Text provided
Grammar Constructions

This section jumps ahead a bit. We're discussing results from sections 3.5 and 3.6. In particular, the textbook's definition of Chomsky Normal Form in 3.6 is different from what we present here.

Basic Context-free Language closure properties

CFL's satisfy the following closure properties:
  1. If L1 and L2 are CFLs then so is L1 ∪ L2.
  2. If L1 and L2 are CFLs then so is L1 · L2.
  3. If L is a CFL then so is the Kleene-star: L*.
Proof. For union and concatenation, take G1=(V11,R1,S1) and G2=(V22,R2,S2).

First of all, and very importantly, rename the terminals so that the two grammars have no non-terminals in common, i.e.,
(V1 - Σ1) ∩ (V2 - Σ2) = ∅
Choose a "new" S, i.e., S ∉ V1 ∪ V2.

For union and concatenation, the new grammar is
V′ = V1 ∪ V2 ∪ {S}
For union,
R′ = R1 ∪ R2 ∪ {S → S1, S → S2}
For concatenation:
R′ = R1 ∪ R2 ∪ {S → S1S2}

For Kleene*, take any grammar: G=(V,Σ,R,S). Choose a "new" start symbol S′ ∉ V.

The grammar for L(G)* is (V′,Σ,R′,S′) with
V′ = V ∪ {S′}
R′ = R ∪ {S′ ⇾ S′S, S ⇾ ε}

Intersection closure properties

In a subsequent section we will see a pumping lemma equivalent for CFLs. It turns out that this language is not context-free:
{ anbncn : n ≥ 0 }
However we can construct it as the intersection of two context-free languages. Thus CFLs are not closed under intersection. Consequently they cannot be closed under complementation because if they were, then using DeMorgan's Laws plus closure under union, we would have closure under intersection.

There is a partial result which is true: the intersection of a CFL and a regular language is a CFL. In order to prove this we need the alternative machine model for CFLs called PDAs. That is coming up next.

Parts of the exercise
**1.** The grammar constructions page says context-free languages are not closed under complementation. Explain why, using the reasoning the page gives, in one to three sentences.
**2.** According to the grammar constructions page, what is needed to prove that the intersection of a CFL and a regular language is a CFL?
**3.** List every closure property that the grammar constructions page says CFLs satisfy.

Supplied data
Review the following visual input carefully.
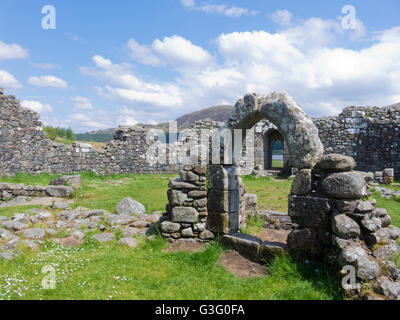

Answers per task
**1.** If context-free languages were closed under complementation, then DeMorgan's Laws together with closure under union would make them closed under intersection. They are not closed under intersection, because the non-context-free language { anbncn : n ≥ 0 } can be built as the intersection of two context-free languages. So they cannot be closed under complementation.

**2.** The alternative machine model for CFLs called PDAs.

**3.**
1. If L1 and L2 are CFLs, then so is L1 ∪ L2 (union).
2. If L1 and L2 are CFLs, then so is L1 · L2 (concatenation).
3. If L is a CFL, then so is its Kleene-star, L*.